ACTIVITY: Copy out the article below on college environmental programs in the outdoors, word for word and in full.

The World Is Their Classroom

Conservation-minded college students no longer have to choose between time spent in the classroom and in the great outdoors.

By Dan Oko

August 11, 2007

Conservation-minded college students no longer have to choose between time spent in the classroom and in the great outdoors.

Conservation-minded college students no longer have to choose between time spent in the classroom and in the great outdoors. Coast to coast, universities are beefing up their hands-on environmental offerings, giving undergraduates opportunities to earn course credit for exploring the natural world as well as the impacts of various human activities. "We're going to do the best job preserving the environment when we have the fullest understanding of the underlying science," says Russell McDuff, director of the School of Oceanography at the University of Washington. His Seattle-based program offers students the chance to explore nearby Puget Sound and sail on deep-sea research vessels.

Other schools take a more interdisciplinary approach, combining regional history and literature with ecology and the biological sciences. The yearlong Wilderness and Civilization Program at the University of Montana in Missoula is bookended by ten-day backpacking and canoeing trips. Students bone up on landscape and cultural issues in the Rockies by meeting with loggers, land managers, and activists. In upstate New York, St. Lawrence University students live in yurts for a semester, learning about natural history, land use, and recreation ethics in the heart of the Adirondacks.

GIVEN RECORDS:
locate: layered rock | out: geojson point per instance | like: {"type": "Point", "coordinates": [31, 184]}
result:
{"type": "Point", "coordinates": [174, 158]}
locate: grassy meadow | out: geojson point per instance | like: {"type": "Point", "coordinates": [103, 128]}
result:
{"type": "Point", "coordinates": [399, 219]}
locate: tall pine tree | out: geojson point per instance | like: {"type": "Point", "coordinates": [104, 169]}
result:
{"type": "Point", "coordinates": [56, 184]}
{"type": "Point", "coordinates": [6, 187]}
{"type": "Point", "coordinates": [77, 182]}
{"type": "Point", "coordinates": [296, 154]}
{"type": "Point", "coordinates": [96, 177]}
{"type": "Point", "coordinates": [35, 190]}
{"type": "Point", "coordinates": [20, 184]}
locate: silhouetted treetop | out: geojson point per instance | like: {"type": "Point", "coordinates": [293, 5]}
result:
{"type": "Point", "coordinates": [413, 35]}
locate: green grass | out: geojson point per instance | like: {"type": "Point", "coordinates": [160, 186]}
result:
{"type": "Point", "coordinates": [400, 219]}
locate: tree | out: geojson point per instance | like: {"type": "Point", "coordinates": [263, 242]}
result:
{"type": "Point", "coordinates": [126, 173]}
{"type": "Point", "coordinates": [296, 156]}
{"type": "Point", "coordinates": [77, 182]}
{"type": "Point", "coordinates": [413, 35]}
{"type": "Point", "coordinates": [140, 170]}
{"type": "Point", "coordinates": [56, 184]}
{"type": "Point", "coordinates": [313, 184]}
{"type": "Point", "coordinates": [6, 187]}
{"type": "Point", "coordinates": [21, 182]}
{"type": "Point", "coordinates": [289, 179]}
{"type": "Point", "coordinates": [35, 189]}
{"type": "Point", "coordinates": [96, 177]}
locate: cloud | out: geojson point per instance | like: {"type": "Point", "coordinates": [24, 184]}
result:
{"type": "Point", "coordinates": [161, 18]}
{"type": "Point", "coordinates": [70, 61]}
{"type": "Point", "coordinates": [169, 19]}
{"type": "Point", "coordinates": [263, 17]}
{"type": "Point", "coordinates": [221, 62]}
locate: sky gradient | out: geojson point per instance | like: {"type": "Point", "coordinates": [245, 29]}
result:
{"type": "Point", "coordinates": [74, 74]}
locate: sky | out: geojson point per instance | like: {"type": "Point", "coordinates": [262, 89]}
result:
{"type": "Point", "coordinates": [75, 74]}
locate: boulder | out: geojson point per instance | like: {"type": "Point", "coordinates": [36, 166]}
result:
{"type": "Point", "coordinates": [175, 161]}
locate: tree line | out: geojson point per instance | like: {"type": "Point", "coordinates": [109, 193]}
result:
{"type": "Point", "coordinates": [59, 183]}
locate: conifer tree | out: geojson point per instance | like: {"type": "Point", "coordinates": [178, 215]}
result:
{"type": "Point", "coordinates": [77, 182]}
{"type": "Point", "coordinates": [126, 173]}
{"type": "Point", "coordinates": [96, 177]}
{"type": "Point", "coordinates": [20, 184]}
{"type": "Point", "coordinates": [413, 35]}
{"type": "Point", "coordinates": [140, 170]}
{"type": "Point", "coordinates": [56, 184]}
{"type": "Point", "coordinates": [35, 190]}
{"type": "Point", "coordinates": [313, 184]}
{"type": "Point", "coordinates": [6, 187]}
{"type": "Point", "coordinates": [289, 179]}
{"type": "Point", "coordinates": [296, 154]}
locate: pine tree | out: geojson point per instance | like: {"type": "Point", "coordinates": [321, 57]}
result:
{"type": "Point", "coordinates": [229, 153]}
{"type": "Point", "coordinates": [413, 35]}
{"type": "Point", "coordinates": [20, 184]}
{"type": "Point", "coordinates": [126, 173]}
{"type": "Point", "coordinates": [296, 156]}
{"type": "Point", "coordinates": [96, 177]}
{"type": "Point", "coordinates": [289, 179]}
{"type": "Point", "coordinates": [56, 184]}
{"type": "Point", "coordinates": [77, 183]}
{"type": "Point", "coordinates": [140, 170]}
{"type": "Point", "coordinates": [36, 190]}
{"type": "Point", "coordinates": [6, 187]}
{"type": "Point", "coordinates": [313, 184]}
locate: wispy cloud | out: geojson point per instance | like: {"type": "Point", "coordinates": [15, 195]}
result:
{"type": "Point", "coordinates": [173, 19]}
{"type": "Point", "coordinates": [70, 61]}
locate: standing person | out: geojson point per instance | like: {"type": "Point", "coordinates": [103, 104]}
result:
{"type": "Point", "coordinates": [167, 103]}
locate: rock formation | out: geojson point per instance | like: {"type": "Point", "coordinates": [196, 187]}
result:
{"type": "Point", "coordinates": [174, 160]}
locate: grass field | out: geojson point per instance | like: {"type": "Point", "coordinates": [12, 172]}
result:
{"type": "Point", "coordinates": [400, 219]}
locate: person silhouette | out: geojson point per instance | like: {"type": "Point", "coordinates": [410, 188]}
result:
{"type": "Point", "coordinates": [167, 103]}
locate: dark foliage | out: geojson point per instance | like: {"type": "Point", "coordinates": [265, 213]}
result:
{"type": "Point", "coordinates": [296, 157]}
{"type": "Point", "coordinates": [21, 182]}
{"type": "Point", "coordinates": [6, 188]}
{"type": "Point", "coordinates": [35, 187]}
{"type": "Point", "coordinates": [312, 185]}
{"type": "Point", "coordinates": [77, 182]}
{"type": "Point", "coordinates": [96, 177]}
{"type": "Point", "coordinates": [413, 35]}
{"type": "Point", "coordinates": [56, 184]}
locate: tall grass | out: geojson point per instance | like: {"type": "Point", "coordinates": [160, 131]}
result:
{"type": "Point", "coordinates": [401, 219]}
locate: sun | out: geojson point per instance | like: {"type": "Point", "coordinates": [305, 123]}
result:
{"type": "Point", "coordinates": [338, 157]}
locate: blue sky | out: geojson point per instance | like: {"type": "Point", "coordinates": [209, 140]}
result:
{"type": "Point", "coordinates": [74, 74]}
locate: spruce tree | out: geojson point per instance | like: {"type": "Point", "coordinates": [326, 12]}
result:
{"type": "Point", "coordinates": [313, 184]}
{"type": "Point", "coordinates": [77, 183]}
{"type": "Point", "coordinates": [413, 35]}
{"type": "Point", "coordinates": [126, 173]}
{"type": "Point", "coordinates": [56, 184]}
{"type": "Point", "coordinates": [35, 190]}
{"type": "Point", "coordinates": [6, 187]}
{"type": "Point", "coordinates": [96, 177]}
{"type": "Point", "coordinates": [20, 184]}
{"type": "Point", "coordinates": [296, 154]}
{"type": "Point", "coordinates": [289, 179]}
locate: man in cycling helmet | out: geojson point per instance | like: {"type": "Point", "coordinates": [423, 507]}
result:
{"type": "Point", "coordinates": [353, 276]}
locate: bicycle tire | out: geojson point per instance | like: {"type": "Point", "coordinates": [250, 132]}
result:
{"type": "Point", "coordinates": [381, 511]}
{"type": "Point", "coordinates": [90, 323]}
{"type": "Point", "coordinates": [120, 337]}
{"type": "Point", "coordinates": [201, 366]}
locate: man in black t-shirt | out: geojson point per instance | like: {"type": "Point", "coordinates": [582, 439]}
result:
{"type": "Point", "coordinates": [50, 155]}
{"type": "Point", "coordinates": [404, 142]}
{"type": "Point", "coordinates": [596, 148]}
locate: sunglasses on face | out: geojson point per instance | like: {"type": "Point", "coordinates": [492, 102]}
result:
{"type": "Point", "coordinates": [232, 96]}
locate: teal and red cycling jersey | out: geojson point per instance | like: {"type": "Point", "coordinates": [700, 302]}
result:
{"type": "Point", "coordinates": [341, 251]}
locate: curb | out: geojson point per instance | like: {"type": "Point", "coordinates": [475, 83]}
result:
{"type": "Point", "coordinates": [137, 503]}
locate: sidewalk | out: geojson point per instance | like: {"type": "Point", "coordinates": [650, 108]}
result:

ANSWER TO THE PROBLEM:
The World Is Their Classroom

Conservation-minded college students no longer have to choose between time spent in the classroom and in the great outdoors.

By Dan Oko

August 11, 2007

Conservation-minded college students no longer have to choose between time spent in the classroom and in the great outdoors.

Conservation-minded college students no longer have to choose between time spent in the classroom and in the great outdoors. Coast to coast, universities are beefing up their hands-on environmental offerings, giving undergraduates opportunities to earn course credit for exploring the natural world as well as the impacts of various human activities. "We're going to do the best job preserving the environment when we have the fullest understanding of the underlying science," says Russell McDuff, director of the School of Oceanography at the University of Washington. His Seattle-based program offers students the chance to explore nearby Puget Sound and sail on deep-sea research vessels.

Other schools take a more interdisciplinary approach, combining regional history and literature with ecology and the biological sciences. The yearlong Wilderness and Civilization Program at the University of Montana in Missoula is bookended by ten-day backpacking and canoeing trips. Students bone up on landscape and cultural issues in the Rockies by meeting with loggers, land managers, and activists. In upstate New York, St. Lawrence University students live in yurts for a semester, learning about natural history, land use, and recreation ethics in the heart of the Adirondacks.